### Stored rows
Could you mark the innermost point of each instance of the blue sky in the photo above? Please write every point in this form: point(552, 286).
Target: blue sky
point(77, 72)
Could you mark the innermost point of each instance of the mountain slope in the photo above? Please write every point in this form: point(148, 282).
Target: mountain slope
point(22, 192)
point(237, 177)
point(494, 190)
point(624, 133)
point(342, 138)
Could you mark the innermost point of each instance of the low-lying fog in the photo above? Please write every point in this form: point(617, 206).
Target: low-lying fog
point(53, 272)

### Exercise
Reproduce the entries above verbatim, covering every line from start to finish.

### Answer in full
Could you mark the innermost point of each instance of the blue sky in the photo above? Please write every point in this form: point(552, 286).
Target: blue sky
point(77, 72)
Could you mark the innermost point of each instance of the mountain slope in the photo above? Please write every point in this form: point(148, 282).
Target: mountain slope
point(22, 192)
point(237, 177)
point(494, 190)
point(624, 133)
point(342, 138)
Could you mark the innermost point of each instance of the low-lying fog in the photo above? Please write every point in this form: point(617, 206).
Target: low-lying fog
point(53, 272)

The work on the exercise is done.